━━ LISTED RECORDS ━━
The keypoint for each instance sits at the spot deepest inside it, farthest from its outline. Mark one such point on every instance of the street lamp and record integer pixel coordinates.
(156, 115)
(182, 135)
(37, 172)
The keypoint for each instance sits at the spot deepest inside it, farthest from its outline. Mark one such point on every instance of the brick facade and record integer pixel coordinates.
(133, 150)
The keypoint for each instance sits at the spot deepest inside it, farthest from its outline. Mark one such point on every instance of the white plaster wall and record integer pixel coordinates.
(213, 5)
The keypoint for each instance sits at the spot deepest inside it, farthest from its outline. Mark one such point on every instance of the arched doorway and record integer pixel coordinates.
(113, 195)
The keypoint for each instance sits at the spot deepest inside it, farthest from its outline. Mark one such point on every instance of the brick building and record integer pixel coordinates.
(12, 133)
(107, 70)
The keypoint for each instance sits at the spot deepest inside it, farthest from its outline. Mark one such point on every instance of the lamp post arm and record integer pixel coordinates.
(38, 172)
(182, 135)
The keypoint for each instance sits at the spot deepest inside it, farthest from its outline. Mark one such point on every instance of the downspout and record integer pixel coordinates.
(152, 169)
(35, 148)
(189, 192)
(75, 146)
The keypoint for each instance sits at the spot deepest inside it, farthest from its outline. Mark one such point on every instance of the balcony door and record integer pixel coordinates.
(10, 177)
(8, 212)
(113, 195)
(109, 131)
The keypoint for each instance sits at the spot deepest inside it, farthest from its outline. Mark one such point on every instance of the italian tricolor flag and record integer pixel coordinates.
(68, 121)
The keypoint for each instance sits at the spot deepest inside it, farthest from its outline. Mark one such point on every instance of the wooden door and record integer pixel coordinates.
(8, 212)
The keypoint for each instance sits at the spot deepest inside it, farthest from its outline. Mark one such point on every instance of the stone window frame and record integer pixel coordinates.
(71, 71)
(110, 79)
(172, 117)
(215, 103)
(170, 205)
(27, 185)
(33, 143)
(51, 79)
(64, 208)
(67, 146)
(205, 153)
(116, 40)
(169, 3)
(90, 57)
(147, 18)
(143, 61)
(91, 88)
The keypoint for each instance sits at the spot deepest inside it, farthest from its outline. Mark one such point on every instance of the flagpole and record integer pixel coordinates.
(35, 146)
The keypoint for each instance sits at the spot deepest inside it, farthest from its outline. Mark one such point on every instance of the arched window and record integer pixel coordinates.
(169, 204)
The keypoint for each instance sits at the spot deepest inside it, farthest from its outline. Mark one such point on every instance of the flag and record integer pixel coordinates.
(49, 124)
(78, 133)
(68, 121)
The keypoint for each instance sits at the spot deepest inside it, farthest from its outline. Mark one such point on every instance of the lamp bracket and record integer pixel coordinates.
━━━
» **EXERCISE TASK**
Render all of the material above as a JSON list of strings, with one string per line and blank lines left out.

» **TASK RESPONSE**
[
  "The keypoint for each instance sits at the spot deepest inside it, farthest from its outline. Mark one such point on every instance of the street lamp and record integer pixel coordinates.",
  "(156, 115)",
  "(182, 135)",
  "(37, 172)",
  "The keypoint for each instance sits at the spot deepest inside it, farthest from its outline. Mark one such point on every instance of the brick facade and record integer pixel coordinates.",
  "(133, 150)",
  "The keypoint for each instance sits at the spot deepest inside it, farthest from its outline. Mark one such point on every instance of the white plaster wall and record integer pixel coordinates.",
  "(213, 5)",
  "The keypoint for each instance sits at the spot deepest inside it, farthest from its outline. Mark one such point on every instance of the arched doorway and record integer pixel coordinates.",
  "(113, 195)",
  "The keypoint for each instance sits at the spot deepest inside it, farthest from its outline. Mark one such point on every instance of the brick building and record integer pixel coordinates.",
  "(12, 133)",
  "(107, 70)",
  "The keypoint for each instance sits at the spot deepest inside it, farthest from its outline. Mark one such point on every instance of the lamp post arm and record integer pixel coordinates.",
  "(38, 172)",
  "(182, 135)",
  "The keypoint for each instance sits at the spot deepest inside it, farthest from its outline. Mark one such point on every instance of the downspout and record integer pixel coordinates.",
  "(152, 169)",
  "(35, 148)",
  "(189, 192)",
  "(75, 146)",
  "The keypoint for each instance sits at the spot deepest inside it, farthest from its outline. Mark one such point on every instance of the balcony door and record integer pixel coordinates.",
  "(10, 177)",
  "(8, 212)",
  "(113, 195)",
  "(109, 131)",
  "The keypoint for each instance sits at the spot deepest inside it, farthest from its outline. Mark one such point on every instance of the italian tricolor flag and record integer pixel coordinates.",
  "(68, 121)",
  "The keypoint for each instance sits at the spot deepest inside it, farthest from its outline. Mark one such point on every instance of the wooden door and record integer pixel coordinates.",
  "(8, 212)",
  "The keypoint for each instance sits at the spot deepest inside it, farthest from its outline. Mark one such point on every instance of the stone window frame and record integer pixel coordinates.",
  "(71, 71)",
  "(110, 79)",
  "(172, 117)",
  "(215, 103)",
  "(170, 205)",
  "(27, 185)",
  "(33, 143)",
  "(51, 79)",
  "(64, 208)",
  "(67, 146)",
  "(205, 153)",
  "(116, 40)",
  "(169, 3)",
  "(90, 57)",
  "(147, 18)",
  "(143, 61)",
  "(91, 88)",
  "The keypoint for each instance sits at the spot deepest inside it, farthest from its outline. Mark one such point on every instance of the flagpole and record integer pixel coordinates.",
  "(35, 146)",
  "The keypoint for each instance sits at the spot deepest inside it, farthest from its outline. Mark one such point on every instance of the arched window and record integer pixel coordinates.",
  "(169, 204)",
  "The keypoint for each instance sits at the spot deepest inside it, farthest from its outline. Mark one such point on every instance of the flag and record integer pixel coordinates.",
  "(49, 124)",
  "(78, 133)",
  "(68, 121)",
  "The keypoint for each instance sits at the spot deepest inside it, farthest from its outline. Mark one such point on every instance of the lamp bracket and record integer pixel coordinates."
]